◆ EXERCISE ◆
Render the lines beginning with the one that contains "tag: small building on hillside => bbox" and running through the one that contains "[0,112,242,174]", both included, as a JSON list of strings with one string per line and blank lines omitted. Include only those lines.

[start MATERIAL SHOWN]

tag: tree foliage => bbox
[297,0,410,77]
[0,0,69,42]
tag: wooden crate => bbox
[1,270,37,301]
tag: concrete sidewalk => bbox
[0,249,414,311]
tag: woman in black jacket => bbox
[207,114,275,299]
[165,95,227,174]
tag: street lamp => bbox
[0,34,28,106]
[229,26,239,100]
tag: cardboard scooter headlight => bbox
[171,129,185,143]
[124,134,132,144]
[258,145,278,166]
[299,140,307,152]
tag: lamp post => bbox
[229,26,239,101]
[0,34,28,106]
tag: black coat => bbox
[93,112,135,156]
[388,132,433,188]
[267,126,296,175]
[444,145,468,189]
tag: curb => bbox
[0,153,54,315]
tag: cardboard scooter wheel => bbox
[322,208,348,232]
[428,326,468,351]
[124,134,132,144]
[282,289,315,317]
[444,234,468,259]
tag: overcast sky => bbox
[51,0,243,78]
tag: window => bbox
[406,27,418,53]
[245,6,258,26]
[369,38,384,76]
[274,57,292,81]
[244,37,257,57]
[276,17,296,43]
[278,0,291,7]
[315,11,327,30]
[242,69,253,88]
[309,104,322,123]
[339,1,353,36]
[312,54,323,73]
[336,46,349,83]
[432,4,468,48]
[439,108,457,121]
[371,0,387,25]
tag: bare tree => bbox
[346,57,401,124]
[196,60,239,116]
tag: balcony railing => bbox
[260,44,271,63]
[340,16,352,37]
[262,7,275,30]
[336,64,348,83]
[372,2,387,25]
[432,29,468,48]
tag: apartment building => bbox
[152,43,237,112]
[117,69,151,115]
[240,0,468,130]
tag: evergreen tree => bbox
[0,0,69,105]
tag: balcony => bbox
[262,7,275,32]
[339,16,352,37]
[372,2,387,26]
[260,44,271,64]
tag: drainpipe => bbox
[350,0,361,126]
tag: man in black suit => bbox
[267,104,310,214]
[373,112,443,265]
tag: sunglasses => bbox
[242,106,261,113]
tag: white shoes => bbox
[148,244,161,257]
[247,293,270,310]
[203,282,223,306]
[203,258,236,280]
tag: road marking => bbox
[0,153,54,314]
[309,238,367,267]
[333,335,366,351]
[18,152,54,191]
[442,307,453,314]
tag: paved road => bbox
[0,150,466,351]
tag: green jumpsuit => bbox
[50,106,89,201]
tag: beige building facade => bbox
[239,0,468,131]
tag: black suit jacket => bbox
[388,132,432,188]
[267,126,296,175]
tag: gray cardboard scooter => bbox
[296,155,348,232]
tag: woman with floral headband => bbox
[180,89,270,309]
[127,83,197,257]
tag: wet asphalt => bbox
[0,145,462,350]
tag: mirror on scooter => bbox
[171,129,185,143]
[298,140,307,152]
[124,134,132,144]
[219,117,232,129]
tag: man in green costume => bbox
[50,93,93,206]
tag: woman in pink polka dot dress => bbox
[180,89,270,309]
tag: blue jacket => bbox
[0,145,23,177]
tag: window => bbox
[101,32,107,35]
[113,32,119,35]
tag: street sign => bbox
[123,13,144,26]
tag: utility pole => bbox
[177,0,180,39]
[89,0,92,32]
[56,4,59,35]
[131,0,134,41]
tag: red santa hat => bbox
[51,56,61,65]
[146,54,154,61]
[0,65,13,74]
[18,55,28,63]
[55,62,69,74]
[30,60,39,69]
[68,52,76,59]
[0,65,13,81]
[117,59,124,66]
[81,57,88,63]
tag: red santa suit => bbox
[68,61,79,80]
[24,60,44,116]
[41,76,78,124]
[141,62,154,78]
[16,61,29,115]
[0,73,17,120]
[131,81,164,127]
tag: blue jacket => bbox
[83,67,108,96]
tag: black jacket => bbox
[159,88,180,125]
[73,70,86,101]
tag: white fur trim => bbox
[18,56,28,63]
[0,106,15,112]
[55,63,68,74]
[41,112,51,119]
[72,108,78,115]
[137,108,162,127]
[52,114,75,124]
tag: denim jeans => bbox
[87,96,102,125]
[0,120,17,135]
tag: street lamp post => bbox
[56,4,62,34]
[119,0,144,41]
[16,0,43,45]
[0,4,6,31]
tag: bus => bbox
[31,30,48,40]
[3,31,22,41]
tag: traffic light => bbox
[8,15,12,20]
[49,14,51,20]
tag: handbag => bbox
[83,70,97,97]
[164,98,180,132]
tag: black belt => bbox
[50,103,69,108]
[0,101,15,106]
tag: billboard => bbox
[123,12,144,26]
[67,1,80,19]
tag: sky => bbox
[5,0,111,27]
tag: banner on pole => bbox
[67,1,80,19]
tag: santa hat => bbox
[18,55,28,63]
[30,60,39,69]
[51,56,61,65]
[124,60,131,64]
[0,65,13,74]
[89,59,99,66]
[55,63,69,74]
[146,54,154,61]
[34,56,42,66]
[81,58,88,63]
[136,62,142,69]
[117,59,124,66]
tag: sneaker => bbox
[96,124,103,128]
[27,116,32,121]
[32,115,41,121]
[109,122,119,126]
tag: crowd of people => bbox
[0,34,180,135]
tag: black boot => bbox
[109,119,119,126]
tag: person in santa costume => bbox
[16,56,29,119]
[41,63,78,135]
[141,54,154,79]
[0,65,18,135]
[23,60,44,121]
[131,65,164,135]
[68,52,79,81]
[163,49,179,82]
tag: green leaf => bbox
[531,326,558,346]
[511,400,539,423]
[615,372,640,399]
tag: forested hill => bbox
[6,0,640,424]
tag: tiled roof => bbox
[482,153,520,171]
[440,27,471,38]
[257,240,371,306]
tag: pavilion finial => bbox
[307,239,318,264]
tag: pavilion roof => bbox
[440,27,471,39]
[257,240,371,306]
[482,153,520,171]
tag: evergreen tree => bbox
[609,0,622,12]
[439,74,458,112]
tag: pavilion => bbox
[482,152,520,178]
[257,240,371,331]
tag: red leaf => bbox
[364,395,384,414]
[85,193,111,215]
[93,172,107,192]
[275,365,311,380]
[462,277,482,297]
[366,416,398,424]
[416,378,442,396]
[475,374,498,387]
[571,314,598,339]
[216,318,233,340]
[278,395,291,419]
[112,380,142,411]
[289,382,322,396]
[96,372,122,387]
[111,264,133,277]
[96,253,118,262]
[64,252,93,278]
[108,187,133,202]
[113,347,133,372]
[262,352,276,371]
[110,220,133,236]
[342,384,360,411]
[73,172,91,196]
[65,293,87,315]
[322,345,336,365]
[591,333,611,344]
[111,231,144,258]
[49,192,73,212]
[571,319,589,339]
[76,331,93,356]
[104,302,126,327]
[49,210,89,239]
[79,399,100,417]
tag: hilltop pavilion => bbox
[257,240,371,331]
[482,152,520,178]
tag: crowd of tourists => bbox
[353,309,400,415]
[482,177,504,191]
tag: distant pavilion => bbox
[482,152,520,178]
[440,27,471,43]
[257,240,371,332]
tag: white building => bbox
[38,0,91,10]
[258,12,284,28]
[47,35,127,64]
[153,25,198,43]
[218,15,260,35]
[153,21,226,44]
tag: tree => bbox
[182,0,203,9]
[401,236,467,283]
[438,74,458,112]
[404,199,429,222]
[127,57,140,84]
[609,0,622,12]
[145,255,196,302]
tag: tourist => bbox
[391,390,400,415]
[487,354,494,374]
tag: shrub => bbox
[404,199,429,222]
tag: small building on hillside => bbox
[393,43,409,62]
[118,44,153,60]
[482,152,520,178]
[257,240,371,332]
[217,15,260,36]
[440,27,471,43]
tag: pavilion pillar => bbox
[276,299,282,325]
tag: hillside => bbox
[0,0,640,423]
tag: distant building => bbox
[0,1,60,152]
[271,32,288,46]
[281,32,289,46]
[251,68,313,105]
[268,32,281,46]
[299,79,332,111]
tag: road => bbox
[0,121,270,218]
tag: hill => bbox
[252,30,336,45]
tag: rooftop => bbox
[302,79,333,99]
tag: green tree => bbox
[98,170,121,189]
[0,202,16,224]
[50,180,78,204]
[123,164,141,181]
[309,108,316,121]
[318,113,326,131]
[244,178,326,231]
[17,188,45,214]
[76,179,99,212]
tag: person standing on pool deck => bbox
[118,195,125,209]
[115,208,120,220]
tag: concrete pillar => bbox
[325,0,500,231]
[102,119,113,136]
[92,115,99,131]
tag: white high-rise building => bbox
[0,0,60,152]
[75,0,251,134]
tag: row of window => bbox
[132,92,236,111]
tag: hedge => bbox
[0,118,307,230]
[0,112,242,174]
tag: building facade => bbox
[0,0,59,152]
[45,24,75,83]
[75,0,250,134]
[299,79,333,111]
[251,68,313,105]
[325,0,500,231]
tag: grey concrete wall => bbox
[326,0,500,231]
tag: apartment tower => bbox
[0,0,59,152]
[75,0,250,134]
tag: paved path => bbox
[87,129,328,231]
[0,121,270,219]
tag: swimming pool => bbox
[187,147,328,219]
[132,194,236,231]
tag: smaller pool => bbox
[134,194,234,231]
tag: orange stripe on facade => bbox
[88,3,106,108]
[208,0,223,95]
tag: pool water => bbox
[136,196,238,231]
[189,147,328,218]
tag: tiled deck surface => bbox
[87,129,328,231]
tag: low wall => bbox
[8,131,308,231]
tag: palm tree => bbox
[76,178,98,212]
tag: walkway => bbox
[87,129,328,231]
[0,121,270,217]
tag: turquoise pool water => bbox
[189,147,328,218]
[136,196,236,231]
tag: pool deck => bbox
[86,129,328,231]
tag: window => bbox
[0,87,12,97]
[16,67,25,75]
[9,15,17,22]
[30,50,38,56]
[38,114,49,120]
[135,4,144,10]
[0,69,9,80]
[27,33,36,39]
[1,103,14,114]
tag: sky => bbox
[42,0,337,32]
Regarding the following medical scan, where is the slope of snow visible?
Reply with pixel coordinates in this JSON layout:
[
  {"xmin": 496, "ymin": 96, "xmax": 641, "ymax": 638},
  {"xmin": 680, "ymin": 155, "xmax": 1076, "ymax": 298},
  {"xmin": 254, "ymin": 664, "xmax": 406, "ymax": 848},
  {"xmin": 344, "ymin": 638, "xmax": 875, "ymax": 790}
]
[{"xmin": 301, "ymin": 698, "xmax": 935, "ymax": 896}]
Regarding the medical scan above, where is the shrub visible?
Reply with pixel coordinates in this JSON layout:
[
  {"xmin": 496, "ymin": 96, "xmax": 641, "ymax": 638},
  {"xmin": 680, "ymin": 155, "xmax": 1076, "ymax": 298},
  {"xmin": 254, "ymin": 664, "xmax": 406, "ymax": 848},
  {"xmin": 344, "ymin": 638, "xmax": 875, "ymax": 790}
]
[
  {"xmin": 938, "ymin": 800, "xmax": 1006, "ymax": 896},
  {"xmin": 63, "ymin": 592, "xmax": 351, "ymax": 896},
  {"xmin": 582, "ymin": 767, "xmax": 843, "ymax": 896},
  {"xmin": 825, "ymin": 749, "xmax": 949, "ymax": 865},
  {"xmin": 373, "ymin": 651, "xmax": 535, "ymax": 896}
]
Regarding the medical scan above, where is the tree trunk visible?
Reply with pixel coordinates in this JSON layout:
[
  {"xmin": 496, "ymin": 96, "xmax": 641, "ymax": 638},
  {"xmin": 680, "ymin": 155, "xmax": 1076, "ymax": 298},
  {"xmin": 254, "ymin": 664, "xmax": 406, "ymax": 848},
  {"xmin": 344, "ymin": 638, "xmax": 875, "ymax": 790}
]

[end MATERIAL SHOWN]

◆ SOLUTION TO THE PROBLEM ◆
[
  "tag: small building on hillside => bbox",
  "[393,43,409,62]",
  "[118,44,153,60]",
  "[482,152,520,178]",
  "[257,240,371,332]",
  "[217,15,260,36]",
  "[440,27,471,43]",
  "tag: pavilion pillar => bbox",
  "[276,299,282,325]",
  "tag: hillside => bbox",
  "[0,0,640,423]",
  "tag: distant building => bbox",
  "[0,1,60,152]",
  "[271,32,288,46]",
  "[281,32,289,46]",
  "[251,68,313,105]",
  "[268,32,281,46]",
  "[299,79,332,111]",
  "tag: road => bbox",
  "[0,121,270,218]",
  "tag: hill => bbox",
  "[252,30,336,45]",
  "tag: rooftop => bbox",
  "[302,79,333,99]",
  "tag: green tree => bbox",
  "[98,170,121,189]",
  "[0,202,16,224]",
  "[50,180,78,204]",
  "[123,164,141,181]",
  "[309,108,316,121]",
  "[318,113,326,131]",
  "[244,178,326,231]",
  "[17,188,45,214]",
  "[76,179,99,212]",
  "tag: person standing on pool deck => bbox",
  "[118,195,125,209]",
  "[115,208,120,220]",
  "tag: concrete pillar => bbox",
  "[325,0,500,231]",
  "[102,119,113,136]",
  "[92,115,99,131]",
  "tag: white high-rise building => bbox",
  "[0,0,60,152]",
  "[75,0,251,134]",
  "tag: row of window => bbox",
  "[132,92,236,111]",
  "tag: hedge => bbox",
  "[0,118,307,230]",
  "[0,112,242,174]"
]